## Records for this task
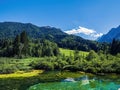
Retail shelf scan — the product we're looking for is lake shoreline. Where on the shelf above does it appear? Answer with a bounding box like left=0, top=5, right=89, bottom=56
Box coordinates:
left=0, top=70, right=120, bottom=80
left=0, top=70, right=120, bottom=90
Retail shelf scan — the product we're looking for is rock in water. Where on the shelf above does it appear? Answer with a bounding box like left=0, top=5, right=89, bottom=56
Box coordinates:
left=63, top=78, right=75, bottom=82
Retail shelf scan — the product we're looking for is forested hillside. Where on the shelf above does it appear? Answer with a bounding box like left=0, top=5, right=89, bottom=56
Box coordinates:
left=0, top=22, right=106, bottom=51
left=98, top=25, right=120, bottom=42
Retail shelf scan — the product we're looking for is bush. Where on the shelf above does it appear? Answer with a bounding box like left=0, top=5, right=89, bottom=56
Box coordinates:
left=0, top=65, right=18, bottom=74
left=30, top=60, right=54, bottom=71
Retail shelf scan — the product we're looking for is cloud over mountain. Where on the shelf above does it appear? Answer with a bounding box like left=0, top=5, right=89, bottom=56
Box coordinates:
left=65, top=26, right=103, bottom=38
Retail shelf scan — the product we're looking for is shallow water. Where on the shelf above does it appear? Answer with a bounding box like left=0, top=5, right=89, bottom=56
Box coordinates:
left=28, top=75, right=120, bottom=90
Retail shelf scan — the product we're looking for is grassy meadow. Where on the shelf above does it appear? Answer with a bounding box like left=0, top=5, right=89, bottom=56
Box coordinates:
left=59, top=48, right=89, bottom=56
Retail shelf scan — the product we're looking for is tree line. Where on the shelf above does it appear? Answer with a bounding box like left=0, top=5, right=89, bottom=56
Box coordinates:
left=0, top=31, right=120, bottom=58
left=0, top=31, right=60, bottom=58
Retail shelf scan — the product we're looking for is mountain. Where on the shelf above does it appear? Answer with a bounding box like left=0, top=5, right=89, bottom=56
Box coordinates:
left=98, top=25, right=120, bottom=42
left=0, top=22, right=99, bottom=51
left=0, top=22, right=67, bottom=39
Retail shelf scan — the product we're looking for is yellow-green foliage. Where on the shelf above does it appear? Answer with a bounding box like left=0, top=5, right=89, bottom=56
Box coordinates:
left=0, top=70, right=43, bottom=78
left=59, top=48, right=89, bottom=56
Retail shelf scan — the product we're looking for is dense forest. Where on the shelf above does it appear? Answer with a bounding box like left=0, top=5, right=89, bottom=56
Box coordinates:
left=0, top=31, right=59, bottom=58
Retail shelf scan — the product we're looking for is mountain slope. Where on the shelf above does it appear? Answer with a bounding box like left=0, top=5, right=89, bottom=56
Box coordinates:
left=0, top=22, right=99, bottom=51
left=0, top=22, right=67, bottom=40
left=98, top=25, right=120, bottom=42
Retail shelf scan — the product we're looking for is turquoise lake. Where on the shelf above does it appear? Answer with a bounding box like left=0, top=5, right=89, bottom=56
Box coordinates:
left=28, top=75, right=120, bottom=90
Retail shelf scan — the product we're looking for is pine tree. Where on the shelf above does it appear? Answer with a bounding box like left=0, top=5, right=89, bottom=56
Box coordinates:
left=13, top=35, right=20, bottom=56
left=74, top=49, right=79, bottom=60
left=110, top=39, right=120, bottom=55
left=20, top=31, right=29, bottom=56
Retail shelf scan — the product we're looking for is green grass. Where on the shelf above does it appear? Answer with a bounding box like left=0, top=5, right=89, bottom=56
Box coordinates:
left=0, top=57, right=41, bottom=74
left=59, top=48, right=89, bottom=56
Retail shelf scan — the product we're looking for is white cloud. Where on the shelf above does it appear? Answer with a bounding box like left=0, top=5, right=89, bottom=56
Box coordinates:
left=65, top=26, right=103, bottom=38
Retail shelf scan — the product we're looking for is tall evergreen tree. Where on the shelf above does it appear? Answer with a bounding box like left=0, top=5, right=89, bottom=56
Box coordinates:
left=13, top=35, right=20, bottom=56
left=110, top=39, right=120, bottom=55
left=20, top=31, right=29, bottom=56
left=74, top=49, right=79, bottom=60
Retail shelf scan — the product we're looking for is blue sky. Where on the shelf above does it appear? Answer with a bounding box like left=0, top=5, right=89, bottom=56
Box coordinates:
left=0, top=0, right=120, bottom=40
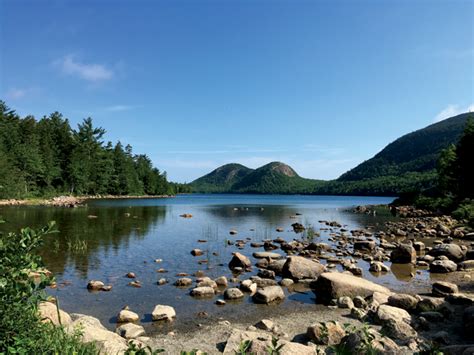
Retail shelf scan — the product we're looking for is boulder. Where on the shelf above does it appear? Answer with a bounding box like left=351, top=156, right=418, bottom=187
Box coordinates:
left=66, top=315, right=128, bottom=353
left=306, top=321, right=346, bottom=345
left=151, top=305, right=176, bottom=321
left=390, top=244, right=416, bottom=264
left=39, top=301, right=72, bottom=326
left=117, top=309, right=139, bottom=323
left=252, top=252, right=282, bottom=259
left=458, top=260, right=474, bottom=270
left=279, top=342, right=315, bottom=355
left=240, top=279, right=257, bottom=294
left=430, top=259, right=457, bottom=273
left=432, top=281, right=459, bottom=296
left=387, top=294, right=418, bottom=310
left=224, top=288, right=244, bottom=300
left=429, top=244, right=465, bottom=262
left=215, top=276, right=228, bottom=287
left=255, top=319, right=275, bottom=332
left=376, top=304, right=411, bottom=325
left=338, top=296, right=354, bottom=309
left=229, top=252, right=251, bottom=270
left=338, top=327, right=400, bottom=354
left=380, top=319, right=417, bottom=344
left=281, top=256, right=325, bottom=280
left=116, top=323, right=145, bottom=339
left=191, top=249, right=203, bottom=256
left=190, top=286, right=215, bottom=297
left=253, top=286, right=285, bottom=304
left=313, top=272, right=391, bottom=303
left=369, top=261, right=389, bottom=273
left=353, top=240, right=376, bottom=251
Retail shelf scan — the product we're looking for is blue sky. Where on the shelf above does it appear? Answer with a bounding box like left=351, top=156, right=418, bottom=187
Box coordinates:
left=1, top=0, right=473, bottom=182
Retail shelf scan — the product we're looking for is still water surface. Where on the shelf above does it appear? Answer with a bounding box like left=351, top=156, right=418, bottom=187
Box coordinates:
left=1, top=194, right=436, bottom=333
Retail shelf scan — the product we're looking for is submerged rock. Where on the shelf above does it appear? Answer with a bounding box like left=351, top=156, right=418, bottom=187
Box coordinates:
left=253, top=286, right=285, bottom=304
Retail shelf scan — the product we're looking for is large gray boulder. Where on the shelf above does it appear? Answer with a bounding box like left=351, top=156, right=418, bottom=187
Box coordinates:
left=253, top=286, right=285, bottom=304
left=430, top=259, right=457, bottom=273
left=313, top=272, right=391, bottom=303
left=39, top=301, right=72, bottom=326
left=281, top=256, right=325, bottom=280
left=428, top=244, right=465, bottom=262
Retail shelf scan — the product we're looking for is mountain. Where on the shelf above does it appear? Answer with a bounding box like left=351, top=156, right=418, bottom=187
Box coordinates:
left=191, top=162, right=321, bottom=194
left=191, top=112, right=473, bottom=195
left=338, top=112, right=472, bottom=181
left=190, top=163, right=253, bottom=193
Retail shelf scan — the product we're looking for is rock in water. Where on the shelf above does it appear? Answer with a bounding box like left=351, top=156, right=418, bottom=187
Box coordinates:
left=429, top=259, right=457, bottom=273
left=229, top=252, right=251, bottom=270
left=313, top=272, right=391, bottom=303
left=253, top=286, right=285, bottom=304
left=224, top=288, right=244, bottom=300
left=117, top=309, right=139, bottom=323
left=432, top=281, right=459, bottom=296
left=429, top=244, right=465, bottom=262
left=151, top=305, right=176, bottom=321
left=281, top=256, right=325, bottom=280
left=390, top=244, right=416, bottom=264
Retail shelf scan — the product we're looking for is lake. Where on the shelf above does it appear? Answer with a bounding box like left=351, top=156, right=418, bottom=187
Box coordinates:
left=1, top=193, right=435, bottom=334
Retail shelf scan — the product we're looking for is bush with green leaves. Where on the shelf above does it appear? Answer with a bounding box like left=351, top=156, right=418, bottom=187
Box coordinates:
left=0, top=221, right=96, bottom=353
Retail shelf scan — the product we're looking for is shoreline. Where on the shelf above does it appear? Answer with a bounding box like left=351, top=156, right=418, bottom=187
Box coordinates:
left=0, top=194, right=175, bottom=207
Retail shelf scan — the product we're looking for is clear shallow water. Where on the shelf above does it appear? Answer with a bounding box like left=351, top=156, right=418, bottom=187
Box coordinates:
left=2, top=193, right=436, bottom=333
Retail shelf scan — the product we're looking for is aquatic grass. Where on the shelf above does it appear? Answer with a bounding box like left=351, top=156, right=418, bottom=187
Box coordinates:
left=66, top=236, right=88, bottom=254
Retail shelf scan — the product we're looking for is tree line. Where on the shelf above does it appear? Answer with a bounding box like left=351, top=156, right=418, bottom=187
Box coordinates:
left=0, top=101, right=190, bottom=199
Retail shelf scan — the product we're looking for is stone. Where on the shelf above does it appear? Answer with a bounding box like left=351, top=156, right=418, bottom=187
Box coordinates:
left=279, top=278, right=294, bottom=287
left=216, top=299, right=226, bottom=305
left=223, top=330, right=272, bottom=354
left=87, top=280, right=104, bottom=290
left=215, top=276, right=228, bottom=287
left=191, top=249, right=204, bottom=256
left=388, top=294, right=418, bottom=310
left=351, top=307, right=367, bottom=321
left=253, top=286, right=285, bottom=304
left=126, top=272, right=136, bottom=278
left=338, top=327, right=400, bottom=354
left=240, top=279, right=257, bottom=293
left=250, top=276, right=278, bottom=288
left=229, top=229, right=238, bottom=235
left=417, top=297, right=446, bottom=312
left=151, top=305, right=176, bottom=321
left=116, top=323, right=145, bottom=339
left=279, top=342, right=315, bottom=355
left=313, top=272, right=391, bottom=303
left=190, top=286, right=215, bottom=297
left=196, top=279, right=218, bottom=289
left=306, top=321, right=345, bottom=345
left=430, top=259, right=457, bottom=273
left=413, top=241, right=425, bottom=251
left=255, top=319, right=274, bottom=332
left=353, top=296, right=367, bottom=309
left=117, top=309, right=139, bottom=323
left=229, top=252, right=251, bottom=270
left=281, top=256, right=325, bottom=280
left=353, top=240, right=376, bottom=251
left=429, top=244, right=465, bottom=262
left=338, top=296, right=354, bottom=309
left=458, top=260, right=474, bottom=270
left=252, top=252, right=282, bottom=259
left=38, top=301, right=72, bottom=326
left=432, top=281, right=459, bottom=296
left=174, top=278, right=193, bottom=287
left=224, top=288, right=244, bottom=300
left=390, top=244, right=417, bottom=264
left=267, top=259, right=286, bottom=274
left=369, top=261, right=389, bottom=273
left=258, top=269, right=276, bottom=279
left=376, top=304, right=411, bottom=325
left=380, top=319, right=417, bottom=344
left=157, top=278, right=167, bottom=285
left=66, top=315, right=128, bottom=354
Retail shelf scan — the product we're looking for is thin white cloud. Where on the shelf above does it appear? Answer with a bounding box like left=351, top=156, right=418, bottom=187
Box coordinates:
left=6, top=88, right=27, bottom=100
left=55, top=55, right=113, bottom=82
left=104, top=105, right=135, bottom=112
left=434, top=104, right=474, bottom=122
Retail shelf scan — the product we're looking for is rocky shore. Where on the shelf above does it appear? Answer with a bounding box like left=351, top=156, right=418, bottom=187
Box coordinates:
left=0, top=194, right=174, bottom=208
left=36, top=204, right=474, bottom=354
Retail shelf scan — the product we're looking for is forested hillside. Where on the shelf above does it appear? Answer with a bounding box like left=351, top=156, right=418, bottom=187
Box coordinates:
left=0, top=101, right=187, bottom=199
left=338, top=112, right=471, bottom=181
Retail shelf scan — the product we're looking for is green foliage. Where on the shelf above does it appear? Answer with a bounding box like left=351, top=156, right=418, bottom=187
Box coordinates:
left=267, top=336, right=284, bottom=355
left=235, top=340, right=253, bottom=355
left=0, top=221, right=96, bottom=353
left=452, top=200, right=474, bottom=227
left=125, top=341, right=165, bottom=354
left=0, top=100, right=183, bottom=199
left=180, top=350, right=207, bottom=355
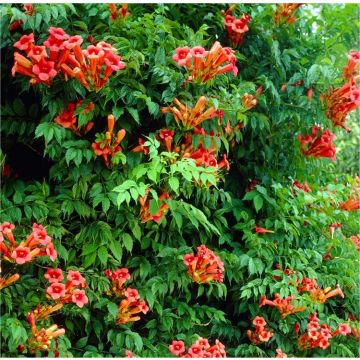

## Task directions
How many lines in the records above hold the word "water"? Give only the number.

## Task response
5